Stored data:
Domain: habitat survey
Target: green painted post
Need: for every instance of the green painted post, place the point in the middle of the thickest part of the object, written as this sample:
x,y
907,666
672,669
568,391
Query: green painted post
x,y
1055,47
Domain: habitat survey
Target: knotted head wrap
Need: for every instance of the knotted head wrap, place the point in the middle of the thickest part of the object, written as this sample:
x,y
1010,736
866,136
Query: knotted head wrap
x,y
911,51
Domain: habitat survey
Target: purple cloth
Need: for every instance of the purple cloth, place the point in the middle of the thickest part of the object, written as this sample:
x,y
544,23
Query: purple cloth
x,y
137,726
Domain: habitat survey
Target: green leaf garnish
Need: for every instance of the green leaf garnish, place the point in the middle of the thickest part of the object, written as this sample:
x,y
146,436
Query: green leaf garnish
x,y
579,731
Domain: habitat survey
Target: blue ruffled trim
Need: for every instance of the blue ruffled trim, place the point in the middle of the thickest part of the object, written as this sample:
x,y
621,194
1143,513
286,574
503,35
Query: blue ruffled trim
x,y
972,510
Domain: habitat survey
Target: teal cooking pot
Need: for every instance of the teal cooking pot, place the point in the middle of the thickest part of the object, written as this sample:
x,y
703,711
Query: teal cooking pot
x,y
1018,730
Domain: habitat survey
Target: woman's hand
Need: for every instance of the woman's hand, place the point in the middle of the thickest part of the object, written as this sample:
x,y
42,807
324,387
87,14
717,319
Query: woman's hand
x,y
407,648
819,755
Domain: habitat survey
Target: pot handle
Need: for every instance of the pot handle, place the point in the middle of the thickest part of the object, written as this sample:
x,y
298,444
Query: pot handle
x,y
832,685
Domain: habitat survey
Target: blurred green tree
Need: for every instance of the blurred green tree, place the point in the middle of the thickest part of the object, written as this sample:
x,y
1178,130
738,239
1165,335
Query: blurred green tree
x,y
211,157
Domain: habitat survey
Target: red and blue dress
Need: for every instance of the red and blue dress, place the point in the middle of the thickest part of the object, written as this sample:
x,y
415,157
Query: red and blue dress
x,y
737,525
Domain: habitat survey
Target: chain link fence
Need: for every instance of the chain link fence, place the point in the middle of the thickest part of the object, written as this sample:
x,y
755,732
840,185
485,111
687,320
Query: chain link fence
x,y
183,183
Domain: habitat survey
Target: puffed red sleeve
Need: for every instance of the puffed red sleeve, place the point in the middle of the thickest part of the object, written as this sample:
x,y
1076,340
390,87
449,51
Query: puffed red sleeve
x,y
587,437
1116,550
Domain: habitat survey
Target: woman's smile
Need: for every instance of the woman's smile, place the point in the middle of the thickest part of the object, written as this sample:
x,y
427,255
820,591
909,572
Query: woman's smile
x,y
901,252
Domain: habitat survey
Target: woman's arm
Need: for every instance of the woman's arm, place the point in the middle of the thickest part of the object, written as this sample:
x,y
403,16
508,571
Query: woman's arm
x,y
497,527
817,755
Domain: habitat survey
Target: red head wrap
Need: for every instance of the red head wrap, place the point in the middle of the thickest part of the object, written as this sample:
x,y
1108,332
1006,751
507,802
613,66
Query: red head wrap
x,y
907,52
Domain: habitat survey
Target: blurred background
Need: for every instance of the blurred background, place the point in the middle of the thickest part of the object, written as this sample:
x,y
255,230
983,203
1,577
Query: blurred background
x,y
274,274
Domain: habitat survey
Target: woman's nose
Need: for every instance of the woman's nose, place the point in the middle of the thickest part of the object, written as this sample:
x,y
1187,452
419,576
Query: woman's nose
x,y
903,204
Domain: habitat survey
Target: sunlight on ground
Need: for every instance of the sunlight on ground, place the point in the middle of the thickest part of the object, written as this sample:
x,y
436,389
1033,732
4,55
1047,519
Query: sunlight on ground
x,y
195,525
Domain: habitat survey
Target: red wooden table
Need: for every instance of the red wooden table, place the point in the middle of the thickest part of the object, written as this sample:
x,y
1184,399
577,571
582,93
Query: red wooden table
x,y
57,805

→ **What to work on**:
Your task is to output all of the data above word for word.

→ **Result of this task**:
Domain: habitat survey
Target: green painted post
Need: for every instance of the green painted post, place the point in the middle of the thickest part of the object, written as this sample:
x,y
907,666
672,669
568,391
Query: green painted post
x,y
1055,47
Domain: habitat survey
Target: knotted head wrap
Need: for every instance of the knotted head wrap, place the point in the middle of the thickest part of the object, written as this sample:
x,y
1010,736
866,136
Query: knotted head wrap
x,y
911,51
Domain: habitat survey
Target: purple cloth
Need: for every instance of the purple cloth, place the point in the middle of the thickest part of the object, written as this sample:
x,y
544,23
Query: purple cloth
x,y
137,726
Domain: habitat survey
Target: green leaf garnish
Need: for every instance of the green leaf garnish, place the point in the middle of the thickest part of the object, written as this sample:
x,y
146,436
Query: green leaf garnish
x,y
579,731
Domain: habitat survey
Target: blue ruffled trim
Need: for every instance of the blue ruffled trim, place the point in the middle of the thickest part of the object, written as this sample:
x,y
621,194
1143,513
286,574
503,35
Query: blue ruffled trim
x,y
972,510
Domain: habitat survey
Target: teal cooking pot
Need: for every instance of the teal cooking pot, place the point in the middle of the thickest part of the object, written as this sample:
x,y
703,711
Query: teal cooking pot
x,y
1018,730
Domain: habitat survey
Target: woman's hand
Need: for every instance of the woman's hand, place the point in the middle of the thickest part of the object, written as this sample:
x,y
42,807
324,387
87,14
717,319
Query: woman's hand
x,y
407,648
819,755
Domain: habitat survey
Target: pot handle
Need: for every instance of the pot handle, place the point in the middle of the thickest part of the object, written as this sample:
x,y
298,444
Query: pot handle
x,y
832,685
Domain: habitat survey
Target: blurred green tree
Need: for every instance of the blurred green tree, place the point in the middle of the thickest part of the object, written as this sample:
x,y
1178,130
738,239
1165,335
Query: blurred green tree
x,y
211,157
Domain: habitat survey
Target: red and blue dress
Need: for every instance of the red and blue dress, place the point in the middle of the thickest part of the object, written as this sample:
x,y
415,157
Query: red and blue dress
x,y
737,525
Domain: habitat survey
Target: chain link fence
Need: for every instance of the chain link fence, place the point in the middle of the thickest part of the object, written as this sample:
x,y
755,732
840,185
485,111
687,320
Query: chain link fence
x,y
183,183
Domain: habitat survey
Target: puffed red sleeve
Need: for every instance of the puffed red sleeve, place the point in the middle of the thickest part of the object, written as this sample:
x,y
1076,340
390,87
449,51
Query: puffed red sleeve
x,y
587,437
1116,550
Domain: habitat survey
Target: woman's smile
Need: for every instance of the woman's smile, place the point in the middle of the thickest part of the object, written as this sample:
x,y
427,255
820,591
909,572
Query: woman's smile
x,y
901,252
Domain: habitat survey
Target: woman's arm
Need: for every instance of the woman's arm, place the point in the middle of the thickest part of the object, written as this sample:
x,y
403,16
508,571
Query: woman's arm
x,y
497,527
817,755
Domain: habitat survey
Target: red head wrap
Need: for every instance of the red head wrap, place the point in the middle of the thickest part of the object, written as this sample:
x,y
1108,332
1006,751
507,802
613,66
Query: red head wrap
x,y
907,52
Domain: habitat survey
Target: blurred background
Need: for every instance of the blurred background, place the point in the middle of the thickest part of the object, written as this sample:
x,y
255,230
983,203
1,577
Query: blurred background
x,y
274,274
Domain: habitat survey
Target: woman's nose
Need: for every instance of the woman's nose, place the point in the middle of the thickest part of the object, written as this sample:
x,y
1187,452
419,576
Query: woman's nose
x,y
903,204
Domain: habitat survey
Target: sunlight on ground
Need: for every instance of the sunlight on ground, place the point in the middle of the thickest part of the object, written as this sample:
x,y
436,389
1033,732
4,55
1047,519
Query: sunlight on ground
x,y
195,525
Domain: habitat survey
Target: red wooden table
Need: for every instance of the red wooden table, place the point in the middle of the thickest part of the object, written as this sample:
x,y
1184,399
577,571
582,93
Query: red wooden table
x,y
57,805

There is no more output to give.